What this task involves: Rewrite every line of the listing, requests included, starting at the line that contains "like [171, 154]." and ending at the end of the listing, and raise each coordinate in the answers by 74. Leave the sample coordinates inside the requests unchanged.
•••••
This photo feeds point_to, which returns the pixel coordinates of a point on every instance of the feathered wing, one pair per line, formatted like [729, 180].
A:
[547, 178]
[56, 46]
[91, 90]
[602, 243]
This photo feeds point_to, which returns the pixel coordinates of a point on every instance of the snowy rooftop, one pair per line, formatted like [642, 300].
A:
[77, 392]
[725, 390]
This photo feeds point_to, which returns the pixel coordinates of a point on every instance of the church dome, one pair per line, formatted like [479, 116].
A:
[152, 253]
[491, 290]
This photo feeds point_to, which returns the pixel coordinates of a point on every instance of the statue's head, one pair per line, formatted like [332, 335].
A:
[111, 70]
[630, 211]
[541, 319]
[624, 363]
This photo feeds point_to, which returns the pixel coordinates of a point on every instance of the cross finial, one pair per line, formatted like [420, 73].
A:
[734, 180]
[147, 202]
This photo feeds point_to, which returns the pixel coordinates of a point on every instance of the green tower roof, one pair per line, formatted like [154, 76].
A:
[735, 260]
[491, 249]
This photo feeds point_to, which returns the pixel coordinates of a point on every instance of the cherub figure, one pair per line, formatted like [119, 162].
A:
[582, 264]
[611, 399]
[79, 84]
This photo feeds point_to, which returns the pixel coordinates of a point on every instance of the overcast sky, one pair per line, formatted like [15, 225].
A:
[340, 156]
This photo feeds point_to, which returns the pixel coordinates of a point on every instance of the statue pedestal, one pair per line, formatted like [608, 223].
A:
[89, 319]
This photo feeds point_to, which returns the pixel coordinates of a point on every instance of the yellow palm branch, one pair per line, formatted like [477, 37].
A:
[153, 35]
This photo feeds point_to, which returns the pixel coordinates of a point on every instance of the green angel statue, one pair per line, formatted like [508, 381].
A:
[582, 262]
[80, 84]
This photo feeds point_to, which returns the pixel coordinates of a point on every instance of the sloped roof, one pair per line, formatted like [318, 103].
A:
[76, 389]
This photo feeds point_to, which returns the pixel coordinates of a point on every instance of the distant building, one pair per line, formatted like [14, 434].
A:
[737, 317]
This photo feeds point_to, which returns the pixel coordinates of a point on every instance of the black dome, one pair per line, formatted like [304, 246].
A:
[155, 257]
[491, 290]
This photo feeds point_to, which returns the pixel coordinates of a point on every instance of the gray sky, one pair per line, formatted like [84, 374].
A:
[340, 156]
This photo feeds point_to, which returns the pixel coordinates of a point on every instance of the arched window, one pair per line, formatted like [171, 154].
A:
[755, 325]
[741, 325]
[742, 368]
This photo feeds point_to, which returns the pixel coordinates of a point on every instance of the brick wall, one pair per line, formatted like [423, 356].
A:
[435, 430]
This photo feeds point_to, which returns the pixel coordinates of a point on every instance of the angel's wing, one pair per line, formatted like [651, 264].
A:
•••••
Solution:
This photo feeds point_to, which returns the pixel coordinates of a point on every instance of the arched window, one pair per line, formatted like [171, 154].
A:
[829, 399]
[815, 399]
[816, 442]
This photo feeds point_to, which returns the pixel coordinates of a point on every instance of the brick wall, one pair per line, formatted like [423, 356].
A:
[509, 504]
This photo feeds point_to, which returns the pixel coordinates of a point on every instance of the angel's wing, one pair per line, formatted like [651, 264].
A:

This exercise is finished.